— start Source material —
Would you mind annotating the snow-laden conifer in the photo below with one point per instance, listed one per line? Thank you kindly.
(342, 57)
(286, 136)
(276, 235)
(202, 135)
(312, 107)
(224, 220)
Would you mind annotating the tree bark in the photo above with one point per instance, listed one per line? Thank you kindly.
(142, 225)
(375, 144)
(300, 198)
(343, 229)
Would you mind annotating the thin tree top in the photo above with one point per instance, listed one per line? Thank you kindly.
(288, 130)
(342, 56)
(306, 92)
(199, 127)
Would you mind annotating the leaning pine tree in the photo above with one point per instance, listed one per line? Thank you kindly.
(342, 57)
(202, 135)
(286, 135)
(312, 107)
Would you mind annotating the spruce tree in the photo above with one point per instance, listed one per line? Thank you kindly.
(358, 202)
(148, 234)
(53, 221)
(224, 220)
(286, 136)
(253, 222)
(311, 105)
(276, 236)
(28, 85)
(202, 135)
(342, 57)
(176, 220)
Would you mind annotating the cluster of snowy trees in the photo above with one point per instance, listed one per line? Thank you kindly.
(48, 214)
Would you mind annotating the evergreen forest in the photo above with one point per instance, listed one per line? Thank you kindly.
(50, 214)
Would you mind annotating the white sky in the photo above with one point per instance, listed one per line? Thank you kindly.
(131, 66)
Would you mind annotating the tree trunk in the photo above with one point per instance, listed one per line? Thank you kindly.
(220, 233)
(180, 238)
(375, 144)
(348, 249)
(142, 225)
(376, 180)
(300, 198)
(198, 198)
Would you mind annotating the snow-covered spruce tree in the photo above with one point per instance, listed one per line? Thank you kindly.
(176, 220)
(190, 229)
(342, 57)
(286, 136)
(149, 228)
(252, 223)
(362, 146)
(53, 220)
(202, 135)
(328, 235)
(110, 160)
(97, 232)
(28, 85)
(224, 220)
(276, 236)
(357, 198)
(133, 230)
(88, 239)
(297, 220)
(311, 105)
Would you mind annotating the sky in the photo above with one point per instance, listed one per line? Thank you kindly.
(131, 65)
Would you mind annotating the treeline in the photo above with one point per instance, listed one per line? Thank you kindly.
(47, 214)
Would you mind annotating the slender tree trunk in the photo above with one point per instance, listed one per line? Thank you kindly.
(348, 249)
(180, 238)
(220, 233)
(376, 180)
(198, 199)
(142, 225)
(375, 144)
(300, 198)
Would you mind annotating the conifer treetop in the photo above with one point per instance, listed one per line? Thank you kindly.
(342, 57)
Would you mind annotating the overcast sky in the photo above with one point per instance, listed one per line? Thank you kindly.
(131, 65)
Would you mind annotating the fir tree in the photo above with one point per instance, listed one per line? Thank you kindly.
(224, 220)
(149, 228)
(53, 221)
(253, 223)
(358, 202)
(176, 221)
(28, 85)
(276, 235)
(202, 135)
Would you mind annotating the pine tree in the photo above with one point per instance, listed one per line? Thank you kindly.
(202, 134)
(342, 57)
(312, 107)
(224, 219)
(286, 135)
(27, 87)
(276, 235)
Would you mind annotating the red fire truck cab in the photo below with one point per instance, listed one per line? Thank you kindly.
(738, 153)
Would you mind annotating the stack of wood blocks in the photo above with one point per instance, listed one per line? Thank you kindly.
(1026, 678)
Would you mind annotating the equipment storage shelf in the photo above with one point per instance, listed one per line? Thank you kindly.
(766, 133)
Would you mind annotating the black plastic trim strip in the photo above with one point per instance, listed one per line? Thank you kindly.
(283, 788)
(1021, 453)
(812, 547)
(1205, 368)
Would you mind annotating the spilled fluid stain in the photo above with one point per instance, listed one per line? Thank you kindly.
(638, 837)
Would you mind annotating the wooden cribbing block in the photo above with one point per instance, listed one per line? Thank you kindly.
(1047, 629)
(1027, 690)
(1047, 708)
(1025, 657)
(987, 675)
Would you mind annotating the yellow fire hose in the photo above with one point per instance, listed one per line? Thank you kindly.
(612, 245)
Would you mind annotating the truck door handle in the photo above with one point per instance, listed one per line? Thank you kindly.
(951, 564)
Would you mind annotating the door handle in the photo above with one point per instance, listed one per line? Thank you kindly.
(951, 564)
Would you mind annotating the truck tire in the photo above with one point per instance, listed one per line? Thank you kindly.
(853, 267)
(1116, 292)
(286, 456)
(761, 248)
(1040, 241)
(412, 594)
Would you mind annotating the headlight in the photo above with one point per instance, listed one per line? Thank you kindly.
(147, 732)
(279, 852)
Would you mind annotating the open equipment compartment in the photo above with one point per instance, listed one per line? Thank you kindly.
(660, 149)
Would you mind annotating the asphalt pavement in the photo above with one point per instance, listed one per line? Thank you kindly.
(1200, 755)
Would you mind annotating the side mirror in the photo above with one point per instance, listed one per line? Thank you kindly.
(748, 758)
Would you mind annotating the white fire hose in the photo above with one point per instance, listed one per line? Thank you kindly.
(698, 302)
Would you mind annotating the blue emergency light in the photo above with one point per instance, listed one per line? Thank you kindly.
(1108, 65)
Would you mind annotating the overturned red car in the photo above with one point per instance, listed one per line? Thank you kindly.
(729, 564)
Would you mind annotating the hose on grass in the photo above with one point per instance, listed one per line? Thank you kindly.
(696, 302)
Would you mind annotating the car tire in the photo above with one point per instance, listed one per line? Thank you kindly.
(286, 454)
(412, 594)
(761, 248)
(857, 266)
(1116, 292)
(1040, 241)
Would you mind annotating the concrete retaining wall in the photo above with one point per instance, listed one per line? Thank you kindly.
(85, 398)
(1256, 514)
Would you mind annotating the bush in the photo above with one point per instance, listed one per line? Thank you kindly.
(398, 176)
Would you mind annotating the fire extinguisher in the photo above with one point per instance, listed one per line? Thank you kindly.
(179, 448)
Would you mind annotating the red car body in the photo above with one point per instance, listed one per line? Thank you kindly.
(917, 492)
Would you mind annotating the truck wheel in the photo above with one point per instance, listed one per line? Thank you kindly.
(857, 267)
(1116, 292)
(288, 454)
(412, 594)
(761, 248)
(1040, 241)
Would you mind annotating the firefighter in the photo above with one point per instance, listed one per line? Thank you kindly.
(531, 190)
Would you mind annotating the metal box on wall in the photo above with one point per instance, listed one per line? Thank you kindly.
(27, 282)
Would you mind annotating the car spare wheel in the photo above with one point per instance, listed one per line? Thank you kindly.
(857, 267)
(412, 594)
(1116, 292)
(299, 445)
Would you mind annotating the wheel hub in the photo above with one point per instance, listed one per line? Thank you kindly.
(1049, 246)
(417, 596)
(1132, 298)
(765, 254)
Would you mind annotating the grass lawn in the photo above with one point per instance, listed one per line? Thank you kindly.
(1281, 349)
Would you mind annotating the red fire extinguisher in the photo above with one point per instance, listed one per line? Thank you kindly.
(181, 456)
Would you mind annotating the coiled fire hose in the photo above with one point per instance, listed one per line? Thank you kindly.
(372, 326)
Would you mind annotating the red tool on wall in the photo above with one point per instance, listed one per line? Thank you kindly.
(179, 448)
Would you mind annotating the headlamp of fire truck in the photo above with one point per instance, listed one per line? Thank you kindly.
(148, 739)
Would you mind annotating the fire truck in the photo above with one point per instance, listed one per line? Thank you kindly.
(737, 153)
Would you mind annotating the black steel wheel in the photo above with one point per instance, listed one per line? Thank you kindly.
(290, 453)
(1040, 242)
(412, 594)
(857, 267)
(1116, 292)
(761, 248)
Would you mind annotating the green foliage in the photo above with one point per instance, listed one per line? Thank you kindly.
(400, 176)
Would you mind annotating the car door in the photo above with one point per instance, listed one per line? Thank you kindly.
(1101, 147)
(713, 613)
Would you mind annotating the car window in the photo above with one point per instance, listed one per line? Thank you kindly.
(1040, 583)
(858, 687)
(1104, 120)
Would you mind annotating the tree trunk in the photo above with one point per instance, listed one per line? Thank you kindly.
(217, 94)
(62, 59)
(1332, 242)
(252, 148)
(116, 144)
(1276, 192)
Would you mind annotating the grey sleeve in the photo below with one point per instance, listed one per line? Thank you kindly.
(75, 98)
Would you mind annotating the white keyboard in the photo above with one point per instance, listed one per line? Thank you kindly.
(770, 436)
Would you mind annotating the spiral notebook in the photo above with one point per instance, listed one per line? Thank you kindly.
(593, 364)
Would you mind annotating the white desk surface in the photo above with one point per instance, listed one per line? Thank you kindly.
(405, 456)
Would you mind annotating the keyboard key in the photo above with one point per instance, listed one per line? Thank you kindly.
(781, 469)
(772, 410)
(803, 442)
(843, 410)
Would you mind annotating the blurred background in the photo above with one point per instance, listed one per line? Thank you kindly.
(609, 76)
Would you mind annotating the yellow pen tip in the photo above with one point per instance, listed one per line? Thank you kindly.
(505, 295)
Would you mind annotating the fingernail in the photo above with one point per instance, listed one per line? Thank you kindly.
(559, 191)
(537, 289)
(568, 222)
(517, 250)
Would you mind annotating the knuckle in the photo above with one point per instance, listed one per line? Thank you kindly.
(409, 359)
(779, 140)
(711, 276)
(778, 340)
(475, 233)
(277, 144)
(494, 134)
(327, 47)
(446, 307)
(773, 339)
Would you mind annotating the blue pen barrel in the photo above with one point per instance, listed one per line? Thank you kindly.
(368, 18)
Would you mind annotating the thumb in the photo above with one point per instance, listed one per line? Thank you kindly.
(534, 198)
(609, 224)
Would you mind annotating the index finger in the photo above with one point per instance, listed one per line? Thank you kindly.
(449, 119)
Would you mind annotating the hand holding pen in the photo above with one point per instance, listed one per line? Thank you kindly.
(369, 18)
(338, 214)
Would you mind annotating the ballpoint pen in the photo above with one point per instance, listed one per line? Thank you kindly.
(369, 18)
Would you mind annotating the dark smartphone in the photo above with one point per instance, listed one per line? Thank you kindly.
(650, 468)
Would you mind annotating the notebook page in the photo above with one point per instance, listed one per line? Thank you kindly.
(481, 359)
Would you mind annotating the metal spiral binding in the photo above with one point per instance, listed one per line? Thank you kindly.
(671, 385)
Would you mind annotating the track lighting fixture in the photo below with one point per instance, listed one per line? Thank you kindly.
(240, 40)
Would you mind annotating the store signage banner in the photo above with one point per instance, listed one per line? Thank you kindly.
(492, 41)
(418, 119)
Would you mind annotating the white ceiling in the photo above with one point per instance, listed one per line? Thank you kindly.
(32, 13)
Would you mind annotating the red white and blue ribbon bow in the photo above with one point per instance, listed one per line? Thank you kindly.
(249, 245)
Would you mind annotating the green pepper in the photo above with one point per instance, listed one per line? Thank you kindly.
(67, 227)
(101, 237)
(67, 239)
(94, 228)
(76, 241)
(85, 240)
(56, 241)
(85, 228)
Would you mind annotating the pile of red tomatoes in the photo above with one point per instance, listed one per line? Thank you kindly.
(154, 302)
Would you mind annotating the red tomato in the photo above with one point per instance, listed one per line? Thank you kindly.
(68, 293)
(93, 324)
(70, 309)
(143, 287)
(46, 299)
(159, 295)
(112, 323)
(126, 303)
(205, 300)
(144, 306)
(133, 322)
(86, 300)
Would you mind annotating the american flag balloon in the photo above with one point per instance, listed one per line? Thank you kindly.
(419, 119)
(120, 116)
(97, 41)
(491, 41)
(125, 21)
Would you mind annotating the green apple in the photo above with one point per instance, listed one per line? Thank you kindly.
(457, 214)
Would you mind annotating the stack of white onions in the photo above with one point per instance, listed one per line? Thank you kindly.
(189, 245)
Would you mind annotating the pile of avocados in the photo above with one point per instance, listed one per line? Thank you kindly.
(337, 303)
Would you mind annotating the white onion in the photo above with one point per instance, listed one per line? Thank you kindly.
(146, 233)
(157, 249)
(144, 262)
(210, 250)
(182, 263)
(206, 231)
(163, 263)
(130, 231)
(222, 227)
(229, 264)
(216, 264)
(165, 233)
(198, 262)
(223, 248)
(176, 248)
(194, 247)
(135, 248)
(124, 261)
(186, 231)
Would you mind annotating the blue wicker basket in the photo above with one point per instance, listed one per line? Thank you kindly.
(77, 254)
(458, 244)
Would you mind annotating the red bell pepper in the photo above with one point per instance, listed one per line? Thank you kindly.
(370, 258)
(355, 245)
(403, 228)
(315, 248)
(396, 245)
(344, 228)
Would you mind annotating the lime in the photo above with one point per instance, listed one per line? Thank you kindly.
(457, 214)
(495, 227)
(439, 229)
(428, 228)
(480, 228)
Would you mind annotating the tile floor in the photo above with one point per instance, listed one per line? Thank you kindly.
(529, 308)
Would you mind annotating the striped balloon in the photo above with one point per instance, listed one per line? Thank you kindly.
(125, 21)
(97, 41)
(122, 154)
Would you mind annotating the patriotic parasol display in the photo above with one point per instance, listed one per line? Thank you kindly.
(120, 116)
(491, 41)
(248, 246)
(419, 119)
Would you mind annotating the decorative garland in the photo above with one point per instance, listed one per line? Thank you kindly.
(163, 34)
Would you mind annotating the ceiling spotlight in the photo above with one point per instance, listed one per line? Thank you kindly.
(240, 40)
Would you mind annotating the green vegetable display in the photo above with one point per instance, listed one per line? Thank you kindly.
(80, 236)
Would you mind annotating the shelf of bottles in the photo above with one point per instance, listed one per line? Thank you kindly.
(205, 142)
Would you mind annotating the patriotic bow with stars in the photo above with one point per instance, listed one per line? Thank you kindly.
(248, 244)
— end Source material —
Written request
Reproduce the records above exactly as they appear, everything from the line containing "Would you mind annotating the sky" down to the line containing "(1205, 368)", including both of those lines.

Correct output
Would you mind annotating the sky in the photo above with one point per instance, listed one per line? Thank you kindly.
(131, 65)
Would you mind annotating the treeline in the photo above with one point per instance, listed one per line? Thank you kindly.
(47, 214)
Would you mind annotating the slender tree trunk in the photo above with one point per instance, listed one per line? Thank you kindly.
(348, 249)
(180, 238)
(220, 233)
(376, 180)
(198, 199)
(142, 225)
(375, 144)
(300, 198)
Would you mind annotating the conifer treetop in the photo above with one point per instance, listed one per line? Thank you kindly.
(342, 57)
Would you mind annotating the overcast sky in the photo above with one point per instance, listed one per line? Thank you kindly.
(131, 65)
Would you mind annotating the fir tree in the photo above with one point per instance, listed one per line? Thank you kindly.
(224, 220)
(149, 228)
(53, 221)
(253, 223)
(358, 202)
(176, 221)
(28, 85)
(276, 235)
(202, 135)
Would you mind annotating the pine tree in the photo above with one point per instance, listed one per line? Thank you kindly.
(202, 134)
(342, 57)
(312, 107)
(224, 219)
(286, 135)
(27, 87)
(276, 235)
Would you mind annotating the red fire truck cab in the photo below with one point per instance, listed one per line? Thank you kindly.
(738, 153)
Would you mind annotating the stack of wood blocks in the photo above with one point per instance, listed one per line? Thank you kindly.
(1026, 678)
Would you mind annotating the equipment storage shelf in the photo above with one point per instance, listed one per line? Thank you kindly.
(766, 133)
Would you mind annotating the black plastic trim strip in the photo above with one point per instance, listed one per line? Thank you kindly.
(283, 788)
(1021, 453)
(812, 547)
(1205, 368)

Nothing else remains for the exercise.